▶ RAW DATA:
---------------
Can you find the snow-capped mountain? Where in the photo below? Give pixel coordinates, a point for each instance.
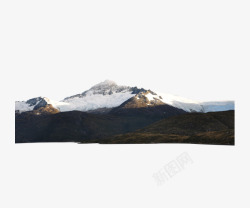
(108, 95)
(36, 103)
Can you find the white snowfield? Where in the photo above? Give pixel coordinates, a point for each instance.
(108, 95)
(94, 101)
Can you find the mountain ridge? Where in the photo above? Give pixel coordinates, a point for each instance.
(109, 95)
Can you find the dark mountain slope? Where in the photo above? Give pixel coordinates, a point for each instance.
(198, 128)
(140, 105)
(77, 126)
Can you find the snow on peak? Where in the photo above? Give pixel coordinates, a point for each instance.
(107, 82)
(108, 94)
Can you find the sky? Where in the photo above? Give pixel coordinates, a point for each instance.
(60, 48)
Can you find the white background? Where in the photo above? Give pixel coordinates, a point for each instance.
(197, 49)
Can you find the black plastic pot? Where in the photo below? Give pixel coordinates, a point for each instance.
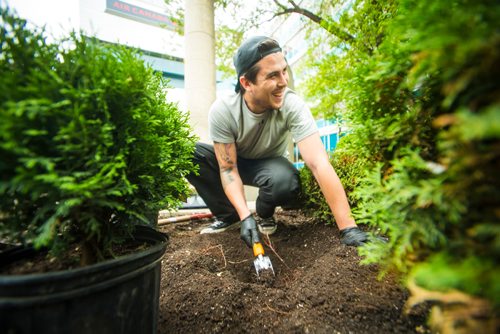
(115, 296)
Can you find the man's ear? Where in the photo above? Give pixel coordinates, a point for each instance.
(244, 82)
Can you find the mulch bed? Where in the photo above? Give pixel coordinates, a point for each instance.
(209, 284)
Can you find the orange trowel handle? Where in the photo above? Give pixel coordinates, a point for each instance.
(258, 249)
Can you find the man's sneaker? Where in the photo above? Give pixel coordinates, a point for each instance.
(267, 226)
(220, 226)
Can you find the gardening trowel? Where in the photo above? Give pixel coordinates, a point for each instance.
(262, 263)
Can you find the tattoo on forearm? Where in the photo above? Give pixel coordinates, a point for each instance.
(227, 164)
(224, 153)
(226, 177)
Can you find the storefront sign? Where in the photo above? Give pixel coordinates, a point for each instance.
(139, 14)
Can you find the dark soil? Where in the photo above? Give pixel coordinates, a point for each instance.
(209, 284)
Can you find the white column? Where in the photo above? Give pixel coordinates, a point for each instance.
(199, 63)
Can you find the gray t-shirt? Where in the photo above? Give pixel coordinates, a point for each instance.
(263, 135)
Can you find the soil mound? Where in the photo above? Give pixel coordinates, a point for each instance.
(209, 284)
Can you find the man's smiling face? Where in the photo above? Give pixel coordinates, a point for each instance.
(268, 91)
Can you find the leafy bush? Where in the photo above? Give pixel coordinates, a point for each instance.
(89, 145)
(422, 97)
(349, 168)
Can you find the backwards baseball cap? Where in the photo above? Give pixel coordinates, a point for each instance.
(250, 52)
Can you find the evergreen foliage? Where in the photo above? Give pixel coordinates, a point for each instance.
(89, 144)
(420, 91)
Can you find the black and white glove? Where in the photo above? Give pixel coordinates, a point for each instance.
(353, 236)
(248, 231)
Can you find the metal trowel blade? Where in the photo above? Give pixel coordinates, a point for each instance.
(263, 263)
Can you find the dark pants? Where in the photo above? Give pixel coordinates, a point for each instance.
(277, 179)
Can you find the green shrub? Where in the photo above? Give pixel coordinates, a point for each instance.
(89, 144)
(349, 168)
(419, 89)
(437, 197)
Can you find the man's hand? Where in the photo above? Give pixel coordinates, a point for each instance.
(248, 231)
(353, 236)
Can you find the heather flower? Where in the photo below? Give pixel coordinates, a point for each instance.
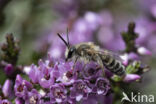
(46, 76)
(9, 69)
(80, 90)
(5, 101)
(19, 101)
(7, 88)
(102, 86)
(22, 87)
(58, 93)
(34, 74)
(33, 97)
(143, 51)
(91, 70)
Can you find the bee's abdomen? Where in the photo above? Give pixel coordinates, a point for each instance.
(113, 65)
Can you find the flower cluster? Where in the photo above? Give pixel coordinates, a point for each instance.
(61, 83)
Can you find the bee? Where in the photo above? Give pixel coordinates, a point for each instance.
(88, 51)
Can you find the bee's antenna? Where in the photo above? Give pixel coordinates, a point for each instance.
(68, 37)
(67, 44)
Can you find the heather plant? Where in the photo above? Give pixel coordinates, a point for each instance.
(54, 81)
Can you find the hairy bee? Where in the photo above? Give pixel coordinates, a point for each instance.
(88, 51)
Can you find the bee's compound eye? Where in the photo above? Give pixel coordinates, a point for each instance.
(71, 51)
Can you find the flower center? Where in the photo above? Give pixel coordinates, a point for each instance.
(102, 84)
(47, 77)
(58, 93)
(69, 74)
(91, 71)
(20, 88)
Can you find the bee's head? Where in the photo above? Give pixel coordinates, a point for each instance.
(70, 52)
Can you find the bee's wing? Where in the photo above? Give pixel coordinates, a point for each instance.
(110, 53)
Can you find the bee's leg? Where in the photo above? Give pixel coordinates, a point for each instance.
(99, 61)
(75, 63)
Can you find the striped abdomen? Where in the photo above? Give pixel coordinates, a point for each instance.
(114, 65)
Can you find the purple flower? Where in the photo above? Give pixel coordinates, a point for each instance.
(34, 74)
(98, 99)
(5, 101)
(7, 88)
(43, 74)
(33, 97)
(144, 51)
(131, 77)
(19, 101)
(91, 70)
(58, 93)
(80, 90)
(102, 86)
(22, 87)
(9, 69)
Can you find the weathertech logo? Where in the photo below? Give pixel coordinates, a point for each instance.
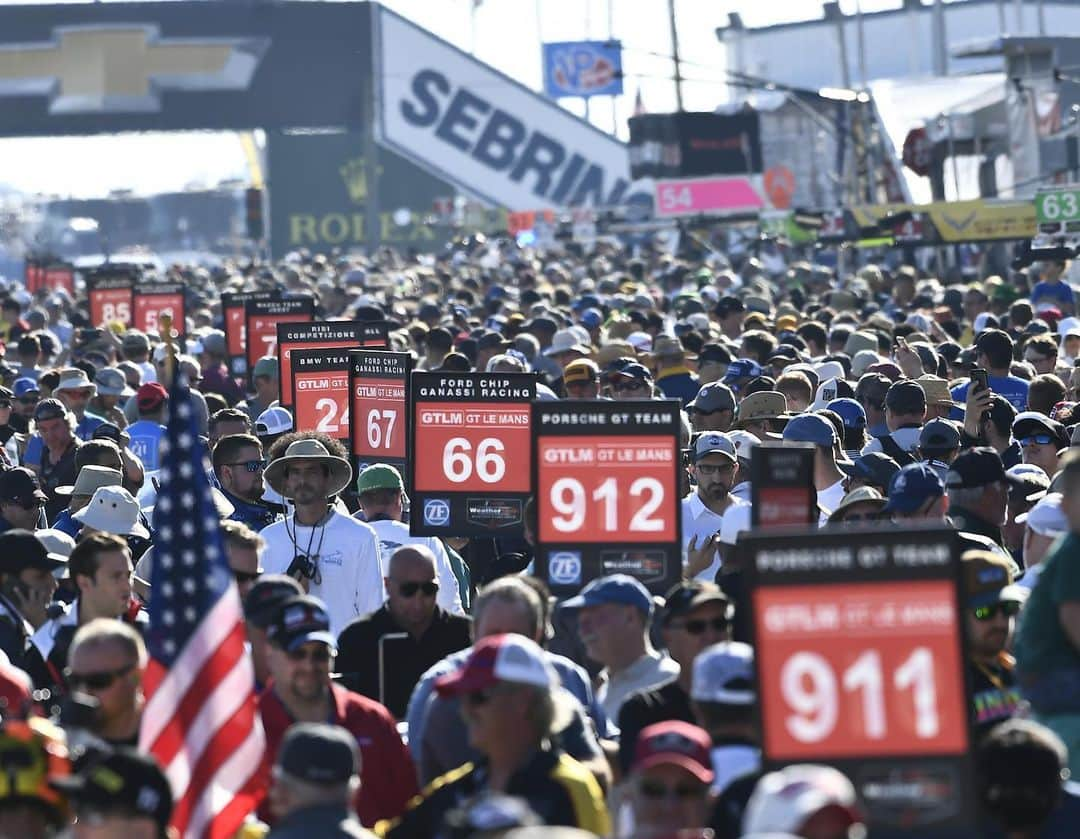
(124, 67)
---------------
▶ OBJECTIVE:
Quote all the lines above exactly as given. Do not include the pictures.

▶ ANSWER TO THIS PROBLEM:
Can you find the snow-capped mountain? Where in the photo below? Give pixel coordinates, a point for each instance.
(108, 95)
(36, 103)
Can you find the white snowfield? Where in the photo above? Give pixel coordinates, a point for each instance.
(108, 95)
(94, 101)
Can you find the mountain ridge? Where in the photo above? Give pixel coordinates, a point for each instance.
(109, 95)
Can you find the dark mountain slope? Where in the photo above? Give pixel coordinates, a point for each instance.
(198, 128)
(140, 105)
(77, 126)
Can you find the snow on peak? Where in the photo above? Give pixel coordinates, a point for each instance.
(107, 82)
(108, 94)
Can you find the sky? Where in the photo above? Give pixel coordinates, a point for each instance.
(60, 48)
Can you find the white background? Where in the photo above? Give pixel coordinates, a point for each instance.
(197, 49)
Can you find the black plastic pot? Where in the photo below? Give pixel coordinates, a point for each instance.
(115, 296)
Can you find the man's ear? Where in the photo above? Give pixel coordinates, a point for each instance.
(244, 82)
Can you find the mulch bed? Where in the photo above? Give pixel coordinates, a point for each instance.
(209, 284)
Can you find the orange trowel handle? Where in the photo above? Give pixel coordinates, a point for each instance.
(258, 249)
Can you find the man's sneaker? Where in the photo above? Give pixel coordinates, a point for each instance.
(267, 226)
(220, 226)
Can you find the gardening trowel? Where in the photo above? Give pixel coordinates, a point for each instance.
(262, 263)
Can you find the tattoo on forearm? Where in the photo above? Give pixel coordinates, a point for each instance.
(227, 164)
(224, 153)
(226, 177)
Can you find the storefront sign? Where in the photo above? Give pixel coordinates, a point for each instance.
(139, 14)
Can you find the dark soil? Where in the photo above? Give pixel coordinates, a point for each instance.
(209, 284)
Can you find the white column? Where in the photo above? Give pixel coordinates, a point for each instance.
(199, 63)
Can you find the gray t-shirt? Where in the photo above? Give pixel coordinates, a point for each instance.
(263, 135)
Can you find the soil mound? Where in the photo above? Give pixel coordinates, a point for each instance.
(209, 284)
Can you find the man's smiling face? Where in the photo above? Give pixel coordinates, a point for each instance.
(268, 91)
Can you find the leafy bush? Where in the photo above? Give pixel coordinates, a point for each instance.
(89, 145)
(422, 97)
(349, 168)
Can you find the backwards baseball cap? Where in the photo above? Give pixel coordinates, a point for each instance.
(250, 52)
Can you find the evergreen foliage? Where in the photo above? Give pixel coordinates, a point for each instance.
(89, 144)
(420, 91)
Can you find the black and white glove? Where in the photo above? Give pixel coordinates, a point for each instance.
(353, 236)
(248, 231)
Can you find the metal trowel blade? Where in the photo above? Give pixel coordinates, a point for each instance.
(263, 263)
Can you find the dark pants? Where in the photo above? Give pixel coordinates, a point for each instance.
(277, 179)
Can you find the green shrub? Where in the photo above? Give pixel coordinates, a point for each instance.
(89, 144)
(349, 168)
(419, 89)
(437, 197)
Can you find the man's hand? Where in the photo above? Give pixel coordinates, a point for each instance.
(248, 231)
(353, 236)
Can you find the heather flower? Where in the photo below? Give pixel coordinates, a point for each instance.
(46, 76)
(9, 69)
(80, 90)
(5, 101)
(19, 101)
(7, 88)
(102, 86)
(22, 87)
(58, 93)
(34, 74)
(33, 97)
(143, 51)
(91, 70)
Can you find the bee's abdomen? Where in the photo above? Give pixel coordinates, a point for each instance.
(113, 65)
Can you find the flower cluster? Where in the photo above? Give pixel coordinates, a point for each instance.
(61, 83)
Can you find the bee? Where in the photo above? Give pixel coordinates, a point for each instance.
(88, 51)
Can you find the bee's antenna? Where in the photo above? Give pixel coordinates, a point for each instance.
(68, 37)
(67, 44)
Can you find the heather plant? Where in the photo above? Give pixel coordinates, a point for each instance.
(54, 81)
Can you find the hairy bee? Where in the photo above? Give pixel coordinates, a point for each instance.
(88, 51)
Can you find the bee's compound eye? Where in the photo above? Give pixel coordinates, a point for each instance.
(71, 51)
Can you find the flower center? Where in the photo above? Give pixel coordinates, a point for each instance.
(102, 84)
(47, 77)
(58, 93)
(69, 74)
(91, 71)
(20, 88)
Can you find the bee's head? Where in the photo above? Give pixel coordinates, a point for each instance.
(70, 52)
Can you find the bee's wing? Where in the photo above? Give pixel coordinates, a point for each instance.
(110, 53)
Can you find the bee's leg? Where in the photo above? Give pixel coordinates, a point for each instance.
(99, 61)
(75, 63)
Can you find the striped abdomen? Where in the photo above? Give pixel coordinates, a point for each instance.
(114, 65)
Can you find the purple flower? Where in the photo above? Give pixel coordinates, a point for each instance.
(34, 74)
(98, 99)
(5, 101)
(7, 88)
(43, 74)
(33, 97)
(144, 51)
(131, 77)
(19, 101)
(91, 70)
(58, 93)
(80, 90)
(102, 86)
(22, 87)
(9, 69)
Can you find the weathertech logo? Where in the photo below? Give pixel coordinates, a point for each instance.
(124, 67)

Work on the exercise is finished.